- Opening Delimiter -

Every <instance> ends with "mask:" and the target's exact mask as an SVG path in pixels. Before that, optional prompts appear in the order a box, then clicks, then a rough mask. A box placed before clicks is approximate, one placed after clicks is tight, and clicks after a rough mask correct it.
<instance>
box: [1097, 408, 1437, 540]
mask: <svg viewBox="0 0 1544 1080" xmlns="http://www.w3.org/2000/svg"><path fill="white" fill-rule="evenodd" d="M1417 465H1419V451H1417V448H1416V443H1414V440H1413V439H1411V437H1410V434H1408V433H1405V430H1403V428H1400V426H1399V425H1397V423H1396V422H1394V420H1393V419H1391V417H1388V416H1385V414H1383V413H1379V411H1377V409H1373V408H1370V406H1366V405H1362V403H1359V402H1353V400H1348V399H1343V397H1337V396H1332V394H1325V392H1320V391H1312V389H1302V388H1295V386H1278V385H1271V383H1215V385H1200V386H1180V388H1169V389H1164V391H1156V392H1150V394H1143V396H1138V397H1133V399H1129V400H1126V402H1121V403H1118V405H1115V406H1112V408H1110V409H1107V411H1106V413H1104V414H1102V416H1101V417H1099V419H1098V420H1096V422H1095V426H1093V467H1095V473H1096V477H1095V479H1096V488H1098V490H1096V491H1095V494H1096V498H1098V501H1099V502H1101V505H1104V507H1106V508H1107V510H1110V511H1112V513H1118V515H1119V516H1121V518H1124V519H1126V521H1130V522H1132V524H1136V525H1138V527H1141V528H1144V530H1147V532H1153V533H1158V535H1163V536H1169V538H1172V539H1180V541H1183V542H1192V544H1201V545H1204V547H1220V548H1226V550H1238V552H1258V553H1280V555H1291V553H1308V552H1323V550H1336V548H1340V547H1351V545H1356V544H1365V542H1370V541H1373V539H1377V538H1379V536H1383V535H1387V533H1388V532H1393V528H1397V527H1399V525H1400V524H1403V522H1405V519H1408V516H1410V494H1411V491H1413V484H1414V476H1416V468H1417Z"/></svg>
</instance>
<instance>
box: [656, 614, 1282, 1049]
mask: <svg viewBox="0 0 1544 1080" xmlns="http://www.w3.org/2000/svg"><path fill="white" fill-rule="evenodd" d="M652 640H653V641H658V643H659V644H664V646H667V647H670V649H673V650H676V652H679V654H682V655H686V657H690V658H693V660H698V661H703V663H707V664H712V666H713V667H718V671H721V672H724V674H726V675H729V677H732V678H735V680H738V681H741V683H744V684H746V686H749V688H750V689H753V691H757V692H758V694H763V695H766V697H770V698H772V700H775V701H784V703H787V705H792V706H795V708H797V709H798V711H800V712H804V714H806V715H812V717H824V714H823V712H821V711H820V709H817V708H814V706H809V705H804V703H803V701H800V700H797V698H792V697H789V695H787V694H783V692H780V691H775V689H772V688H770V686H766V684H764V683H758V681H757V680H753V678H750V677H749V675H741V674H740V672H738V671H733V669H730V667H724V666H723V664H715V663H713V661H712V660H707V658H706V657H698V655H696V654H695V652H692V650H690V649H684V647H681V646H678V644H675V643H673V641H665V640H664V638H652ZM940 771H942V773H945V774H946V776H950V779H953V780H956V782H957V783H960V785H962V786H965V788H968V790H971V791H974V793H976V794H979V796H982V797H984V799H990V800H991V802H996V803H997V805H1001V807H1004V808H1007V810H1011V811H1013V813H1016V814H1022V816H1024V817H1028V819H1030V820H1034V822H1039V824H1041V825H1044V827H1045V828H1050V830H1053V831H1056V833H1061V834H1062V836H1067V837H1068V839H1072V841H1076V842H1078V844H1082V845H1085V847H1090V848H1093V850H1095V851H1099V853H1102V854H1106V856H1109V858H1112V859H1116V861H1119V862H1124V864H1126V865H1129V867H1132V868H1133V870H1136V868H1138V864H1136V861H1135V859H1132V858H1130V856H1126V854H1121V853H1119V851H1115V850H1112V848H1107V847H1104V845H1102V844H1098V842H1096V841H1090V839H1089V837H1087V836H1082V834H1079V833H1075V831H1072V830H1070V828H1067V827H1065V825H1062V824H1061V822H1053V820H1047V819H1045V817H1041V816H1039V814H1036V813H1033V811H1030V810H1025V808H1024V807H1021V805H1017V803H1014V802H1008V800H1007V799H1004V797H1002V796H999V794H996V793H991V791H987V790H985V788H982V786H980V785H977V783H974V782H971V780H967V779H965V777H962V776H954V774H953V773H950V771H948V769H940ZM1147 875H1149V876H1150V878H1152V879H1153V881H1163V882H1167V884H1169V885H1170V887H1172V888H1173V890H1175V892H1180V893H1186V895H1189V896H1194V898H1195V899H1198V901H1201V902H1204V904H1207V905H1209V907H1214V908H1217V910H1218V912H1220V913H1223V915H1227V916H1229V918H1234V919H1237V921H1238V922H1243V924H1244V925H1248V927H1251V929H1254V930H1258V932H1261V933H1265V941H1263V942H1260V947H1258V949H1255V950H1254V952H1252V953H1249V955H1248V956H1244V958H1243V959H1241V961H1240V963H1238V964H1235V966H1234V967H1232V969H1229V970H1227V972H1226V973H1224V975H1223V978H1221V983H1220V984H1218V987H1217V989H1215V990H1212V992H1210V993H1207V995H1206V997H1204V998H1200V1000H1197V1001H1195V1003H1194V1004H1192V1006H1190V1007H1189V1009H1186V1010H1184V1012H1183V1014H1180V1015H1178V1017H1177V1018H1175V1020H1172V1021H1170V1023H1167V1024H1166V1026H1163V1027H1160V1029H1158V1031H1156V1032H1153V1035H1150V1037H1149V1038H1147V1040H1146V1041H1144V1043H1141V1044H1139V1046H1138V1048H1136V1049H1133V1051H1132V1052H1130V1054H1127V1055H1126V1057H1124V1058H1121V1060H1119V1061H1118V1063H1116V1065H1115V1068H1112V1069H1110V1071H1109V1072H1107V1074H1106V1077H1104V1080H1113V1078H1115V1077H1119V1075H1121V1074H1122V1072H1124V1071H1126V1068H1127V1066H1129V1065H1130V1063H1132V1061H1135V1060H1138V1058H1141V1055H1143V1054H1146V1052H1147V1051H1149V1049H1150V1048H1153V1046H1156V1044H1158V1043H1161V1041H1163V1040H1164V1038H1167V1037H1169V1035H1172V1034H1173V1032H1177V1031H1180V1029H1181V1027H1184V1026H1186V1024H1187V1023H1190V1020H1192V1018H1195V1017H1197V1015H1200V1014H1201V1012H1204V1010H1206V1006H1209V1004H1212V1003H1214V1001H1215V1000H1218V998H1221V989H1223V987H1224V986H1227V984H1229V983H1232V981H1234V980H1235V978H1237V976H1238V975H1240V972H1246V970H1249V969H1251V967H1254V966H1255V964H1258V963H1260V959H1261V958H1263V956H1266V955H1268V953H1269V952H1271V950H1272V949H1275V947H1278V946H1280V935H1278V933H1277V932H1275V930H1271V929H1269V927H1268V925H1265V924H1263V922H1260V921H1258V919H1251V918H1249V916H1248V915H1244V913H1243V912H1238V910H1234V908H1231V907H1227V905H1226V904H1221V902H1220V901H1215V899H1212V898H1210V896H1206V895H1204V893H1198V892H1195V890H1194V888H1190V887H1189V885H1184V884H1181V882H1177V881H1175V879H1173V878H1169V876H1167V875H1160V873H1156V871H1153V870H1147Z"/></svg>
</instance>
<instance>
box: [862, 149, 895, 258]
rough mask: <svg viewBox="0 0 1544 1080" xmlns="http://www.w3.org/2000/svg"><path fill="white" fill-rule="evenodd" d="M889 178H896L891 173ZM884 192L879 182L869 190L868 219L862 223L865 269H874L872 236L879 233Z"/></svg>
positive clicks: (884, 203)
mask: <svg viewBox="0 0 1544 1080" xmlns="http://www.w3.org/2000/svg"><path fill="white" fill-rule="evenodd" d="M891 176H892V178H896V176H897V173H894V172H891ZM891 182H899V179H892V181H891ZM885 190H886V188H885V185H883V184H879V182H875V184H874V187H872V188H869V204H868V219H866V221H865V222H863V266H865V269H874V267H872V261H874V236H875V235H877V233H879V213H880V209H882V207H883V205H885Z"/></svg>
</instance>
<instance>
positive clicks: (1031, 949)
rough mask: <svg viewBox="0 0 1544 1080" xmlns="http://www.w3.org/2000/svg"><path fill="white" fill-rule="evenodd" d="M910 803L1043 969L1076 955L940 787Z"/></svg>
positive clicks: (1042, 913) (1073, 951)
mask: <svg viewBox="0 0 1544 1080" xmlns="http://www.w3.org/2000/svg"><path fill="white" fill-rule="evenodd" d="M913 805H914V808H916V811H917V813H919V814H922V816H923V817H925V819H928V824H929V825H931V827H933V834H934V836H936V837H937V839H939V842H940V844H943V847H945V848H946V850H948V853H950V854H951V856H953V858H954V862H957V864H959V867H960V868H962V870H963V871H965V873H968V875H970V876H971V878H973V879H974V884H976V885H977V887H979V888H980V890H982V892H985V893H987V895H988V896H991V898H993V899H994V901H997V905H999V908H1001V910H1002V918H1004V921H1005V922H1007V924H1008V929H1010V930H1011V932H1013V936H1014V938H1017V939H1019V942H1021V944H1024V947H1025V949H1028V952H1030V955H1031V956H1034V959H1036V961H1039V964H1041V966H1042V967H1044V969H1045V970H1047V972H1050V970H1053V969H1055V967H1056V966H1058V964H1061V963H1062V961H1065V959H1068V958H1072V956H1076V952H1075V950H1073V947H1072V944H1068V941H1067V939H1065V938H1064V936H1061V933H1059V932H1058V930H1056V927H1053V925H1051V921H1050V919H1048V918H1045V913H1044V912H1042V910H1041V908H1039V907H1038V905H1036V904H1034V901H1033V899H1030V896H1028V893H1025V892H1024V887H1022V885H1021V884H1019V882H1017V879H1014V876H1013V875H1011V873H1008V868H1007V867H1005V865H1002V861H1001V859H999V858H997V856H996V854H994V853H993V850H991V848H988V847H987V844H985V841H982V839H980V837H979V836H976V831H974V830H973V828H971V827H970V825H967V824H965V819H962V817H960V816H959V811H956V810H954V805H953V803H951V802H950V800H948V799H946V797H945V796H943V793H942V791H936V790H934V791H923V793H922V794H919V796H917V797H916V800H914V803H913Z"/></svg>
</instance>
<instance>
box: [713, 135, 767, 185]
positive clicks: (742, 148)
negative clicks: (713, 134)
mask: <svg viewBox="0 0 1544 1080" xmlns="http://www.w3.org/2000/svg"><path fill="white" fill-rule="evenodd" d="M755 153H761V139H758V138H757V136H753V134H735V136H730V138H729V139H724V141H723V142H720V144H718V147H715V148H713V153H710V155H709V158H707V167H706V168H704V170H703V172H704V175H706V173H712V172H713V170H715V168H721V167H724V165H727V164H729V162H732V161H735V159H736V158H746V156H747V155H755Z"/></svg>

- Closing Delimiter -

▸ **Your goal**:
Only the lines above starting at the one containing "box: [862, 149, 895, 258]" and ending at the one containing "178H896L891 173ZM884 192L879", both included, are to be returned, exactly as they read.

▸ **Problem solution**:
box: [862, 149, 895, 258]
rough mask: <svg viewBox="0 0 1544 1080" xmlns="http://www.w3.org/2000/svg"><path fill="white" fill-rule="evenodd" d="M889 178H896L891 173ZM884 192L879 182L869 190L868 219L862 223L865 269H874L872 236L879 233Z"/></svg>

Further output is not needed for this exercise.